Texto de origem →
########

O futuro está sempre na ponta da língua, tal como o receio de que a situação se descontrole a tal ponto no Líbano que não lhes reste outra solução a não ser o regresso aos seus países, se conseguirem, e “recomeçar tudo de novo do zero”.

Voltar a Cartum não é todavia uma opção que se coloque a um ativista de direitos humanos sudanês com estatuto de refugiado no Líbano, onde se mantém afastado de uma violenta guerra civil e uma das maiores crises humanitárias no continente africano.

“Isto é um problema sério. O meu país está em guerra e dividido em dois e aqui… enfim estou aqui”, desabafa o refugiado, observando que no Sudão “a luta faz-se com [armas de assalto] Ak-47 e aqui usam bombas de três toneladas”, numa alusão aos ataques aéreos israelitas e às profundas crateras abertas pelas explosões no sul do Líbano e nos arredores de Beirute, num conflito que, de acordo com as autoridades libanesas, já matou mais de duas mil pessoas num ano, das quais mais de metade nas últimas semanas.

O refugiado conta que, antes de a guerra se abater de novo sobre o Líbano, tentava “viver uma vida boa” como segurança numa empresa, emprestando o seu ativismo à comunidade africana residente no país, apesar de se queixar da corrupção e das redes de exploração de migrantes e ainda de “um longo caminho a percorrer” em matéria de direitos humanos e combate ao racismo.

“No entanto, apesar de tudo, gostamos deste país, gostamos de passar o nosso tempo aqui e ninguém, de nenhuma nacionalidade, devia viver um período tão triste como este. Não devia acontecer em lado nenhum do mundo, porque só a nossa casa é um lugar seguro e pacífico”, declara o homem sudanês, que pretende abandonar Beirute “para qualquer lado, o mais depressa possível”, sentindo que, neste momento, está por sua conta.

########

Dados disponíveis →
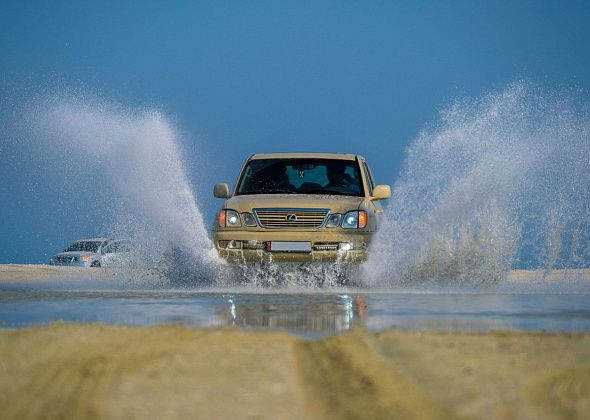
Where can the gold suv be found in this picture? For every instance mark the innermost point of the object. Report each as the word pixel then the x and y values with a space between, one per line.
pixel 299 207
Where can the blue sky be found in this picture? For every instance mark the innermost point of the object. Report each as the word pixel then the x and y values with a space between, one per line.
pixel 260 76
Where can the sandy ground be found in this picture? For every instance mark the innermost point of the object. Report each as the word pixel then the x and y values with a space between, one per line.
pixel 96 371
pixel 40 273
pixel 32 273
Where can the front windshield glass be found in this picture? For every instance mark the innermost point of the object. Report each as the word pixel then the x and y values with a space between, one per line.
pixel 84 246
pixel 301 176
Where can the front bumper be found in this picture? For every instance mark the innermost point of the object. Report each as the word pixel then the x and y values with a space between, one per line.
pixel 318 239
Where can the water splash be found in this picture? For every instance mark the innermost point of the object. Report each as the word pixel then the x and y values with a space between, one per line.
pixel 133 155
pixel 499 182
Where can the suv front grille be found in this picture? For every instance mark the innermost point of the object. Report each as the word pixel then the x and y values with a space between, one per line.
pixel 291 218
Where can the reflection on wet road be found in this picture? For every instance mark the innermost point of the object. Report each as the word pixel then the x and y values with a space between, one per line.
pixel 308 314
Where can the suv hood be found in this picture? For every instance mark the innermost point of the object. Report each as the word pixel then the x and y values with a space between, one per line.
pixel 336 203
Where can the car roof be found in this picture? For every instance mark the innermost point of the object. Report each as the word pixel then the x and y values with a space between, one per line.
pixel 341 156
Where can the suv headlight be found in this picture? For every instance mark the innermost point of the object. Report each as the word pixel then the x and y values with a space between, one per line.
pixel 249 219
pixel 334 220
pixel 355 220
pixel 229 218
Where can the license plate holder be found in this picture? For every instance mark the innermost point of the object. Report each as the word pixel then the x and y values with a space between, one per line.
pixel 289 246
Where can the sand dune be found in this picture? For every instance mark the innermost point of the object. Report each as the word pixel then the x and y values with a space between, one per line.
pixel 96 371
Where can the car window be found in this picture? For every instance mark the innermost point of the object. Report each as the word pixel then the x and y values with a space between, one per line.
pixel 117 247
pixel 369 177
pixel 303 176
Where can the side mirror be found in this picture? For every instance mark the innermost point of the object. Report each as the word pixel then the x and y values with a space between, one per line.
pixel 381 192
pixel 221 191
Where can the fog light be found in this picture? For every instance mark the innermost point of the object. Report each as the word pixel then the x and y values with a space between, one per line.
pixel 253 244
pixel 345 246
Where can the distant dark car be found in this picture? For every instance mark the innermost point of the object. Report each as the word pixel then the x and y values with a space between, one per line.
pixel 95 252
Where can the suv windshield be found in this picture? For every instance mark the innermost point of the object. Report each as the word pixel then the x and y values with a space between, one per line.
pixel 301 176
pixel 84 246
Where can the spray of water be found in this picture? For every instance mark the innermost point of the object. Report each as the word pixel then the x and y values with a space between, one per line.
pixel 134 156
pixel 499 182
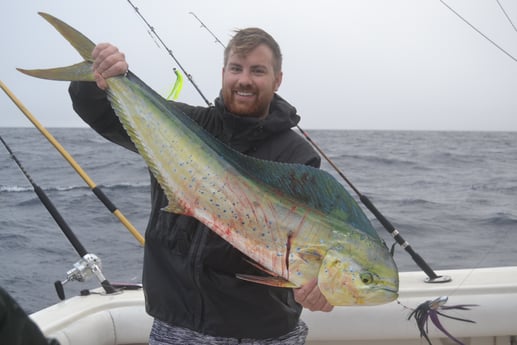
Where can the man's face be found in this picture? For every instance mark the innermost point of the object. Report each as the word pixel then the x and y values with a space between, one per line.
pixel 249 82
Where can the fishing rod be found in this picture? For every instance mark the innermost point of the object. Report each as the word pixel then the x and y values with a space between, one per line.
pixel 189 77
pixel 94 188
pixel 89 264
pixel 432 276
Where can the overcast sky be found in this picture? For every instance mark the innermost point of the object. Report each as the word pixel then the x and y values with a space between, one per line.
pixel 363 64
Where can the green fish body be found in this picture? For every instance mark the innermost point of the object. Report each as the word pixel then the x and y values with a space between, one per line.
pixel 293 221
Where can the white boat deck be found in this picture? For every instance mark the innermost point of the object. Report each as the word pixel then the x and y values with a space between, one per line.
pixel 117 319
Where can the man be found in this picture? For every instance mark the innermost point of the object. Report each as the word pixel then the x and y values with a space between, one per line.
pixel 189 272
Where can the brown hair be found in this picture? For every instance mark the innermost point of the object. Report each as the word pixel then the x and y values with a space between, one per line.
pixel 245 40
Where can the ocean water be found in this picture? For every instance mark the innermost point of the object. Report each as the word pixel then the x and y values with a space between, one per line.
pixel 452 196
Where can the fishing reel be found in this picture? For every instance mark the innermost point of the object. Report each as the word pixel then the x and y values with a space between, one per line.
pixel 89 265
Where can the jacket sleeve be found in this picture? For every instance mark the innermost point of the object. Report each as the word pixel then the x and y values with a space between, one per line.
pixel 92 105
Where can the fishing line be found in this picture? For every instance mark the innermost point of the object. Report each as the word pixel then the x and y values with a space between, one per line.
pixel 506 15
pixel 95 189
pixel 432 276
pixel 479 31
pixel 89 264
pixel 189 77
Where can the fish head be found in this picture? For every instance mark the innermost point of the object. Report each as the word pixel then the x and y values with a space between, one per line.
pixel 362 275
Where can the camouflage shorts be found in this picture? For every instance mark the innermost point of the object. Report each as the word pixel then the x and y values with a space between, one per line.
pixel 165 334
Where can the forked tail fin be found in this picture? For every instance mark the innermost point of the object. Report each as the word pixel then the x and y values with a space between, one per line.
pixel 84 46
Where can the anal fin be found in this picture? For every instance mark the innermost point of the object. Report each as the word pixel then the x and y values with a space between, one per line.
pixel 270 281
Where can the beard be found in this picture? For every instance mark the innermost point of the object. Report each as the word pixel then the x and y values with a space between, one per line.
pixel 255 105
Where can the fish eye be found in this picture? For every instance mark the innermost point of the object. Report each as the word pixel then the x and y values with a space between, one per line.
pixel 366 278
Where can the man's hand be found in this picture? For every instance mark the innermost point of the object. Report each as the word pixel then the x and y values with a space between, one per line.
pixel 310 297
pixel 108 62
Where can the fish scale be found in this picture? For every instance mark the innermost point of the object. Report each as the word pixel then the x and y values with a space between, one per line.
pixel 295 222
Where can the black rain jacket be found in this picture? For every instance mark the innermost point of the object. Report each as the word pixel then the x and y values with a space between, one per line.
pixel 189 271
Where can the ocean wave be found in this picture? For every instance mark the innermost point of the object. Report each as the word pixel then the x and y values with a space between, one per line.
pixel 116 186
pixel 500 219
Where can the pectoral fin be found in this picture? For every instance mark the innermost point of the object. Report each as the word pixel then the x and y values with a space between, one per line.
pixel 270 281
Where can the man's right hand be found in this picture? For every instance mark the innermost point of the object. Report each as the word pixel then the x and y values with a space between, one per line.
pixel 108 62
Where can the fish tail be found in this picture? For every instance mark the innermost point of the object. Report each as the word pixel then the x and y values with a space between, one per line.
pixel 84 46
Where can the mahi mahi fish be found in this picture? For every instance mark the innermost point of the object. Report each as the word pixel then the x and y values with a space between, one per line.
pixel 295 222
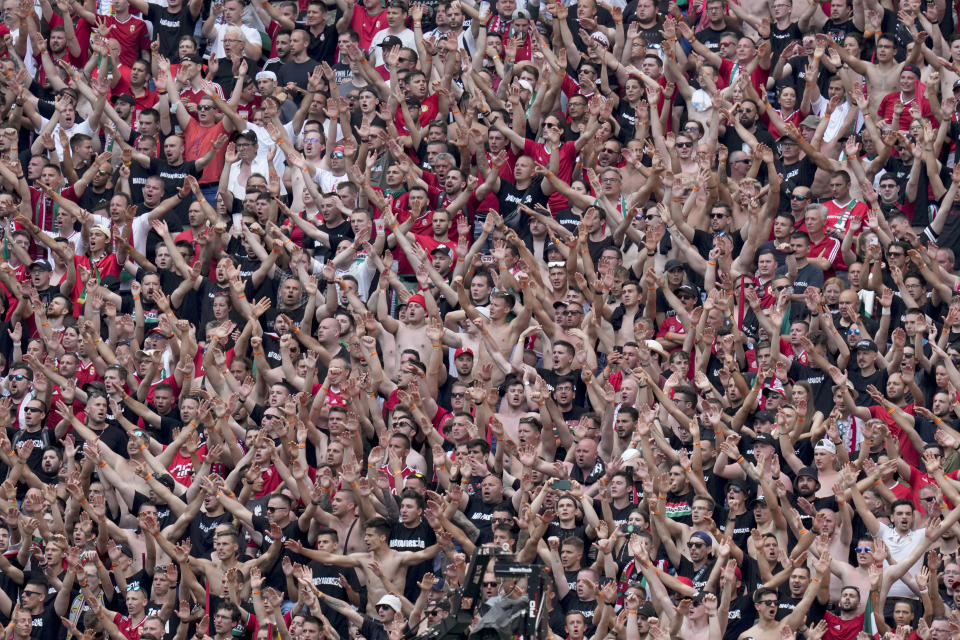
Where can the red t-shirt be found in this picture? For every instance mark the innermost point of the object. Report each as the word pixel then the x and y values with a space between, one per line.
pixel 840 629
pixel 366 25
pixel 729 68
pixel 133 36
pixel 907 451
pixel 885 110
pixel 568 157
pixel 123 624
pixel 839 214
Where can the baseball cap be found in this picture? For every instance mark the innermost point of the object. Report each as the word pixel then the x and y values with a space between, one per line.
pixel 391 601
pixel 826 445
pixel 912 69
pixel 102 229
pixel 391 41
pixel 765 438
pixel 700 535
pixel 653 345
pixel 40 264
pixel 673 263
pixel 764 416
pixel 809 472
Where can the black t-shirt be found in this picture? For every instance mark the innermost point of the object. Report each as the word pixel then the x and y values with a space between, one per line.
pixel 710 37
pixel 818 380
pixel 41 438
pixel 797 174
pixel 201 533
pixel 91 200
pixel 703 241
pixel 780 38
pixel 169 27
pixel 46 625
pixel 837 31
pixel 418 538
pixel 860 381
pixel 511 198
pixel 274 575
pixel 742 616
pixel 326 578
pixel 164 514
pixel 323 47
pixel 788 604
pixel 297 72
pixel 572 602
pixel 173 177
pixel 734 142
pixel 338 234
pixel 479 512
pixel 698 576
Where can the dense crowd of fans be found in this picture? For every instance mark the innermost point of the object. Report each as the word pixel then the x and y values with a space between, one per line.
pixel 306 303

########

Descrição da tarefa → Copie o texto sobre o refugiado sudanês a partir de "O refugiado conta" e pare depois de "combate ao racismo.", trocando "empresa" por "fábrica".

Resposta abaixo →
O refugiado conta que, antes de a guerra se abater de novo sobre o Líbano, tentava “viver uma vida boa” como segurança numa fábrica, emprestando o seu ativismo à comunidade africana residente no país, apesar de se queixar da corrupção e das redes de exploração de migrantes e ainda de “um longo caminho a percorrer” em matéria de direitos humanos e combate ao racismo.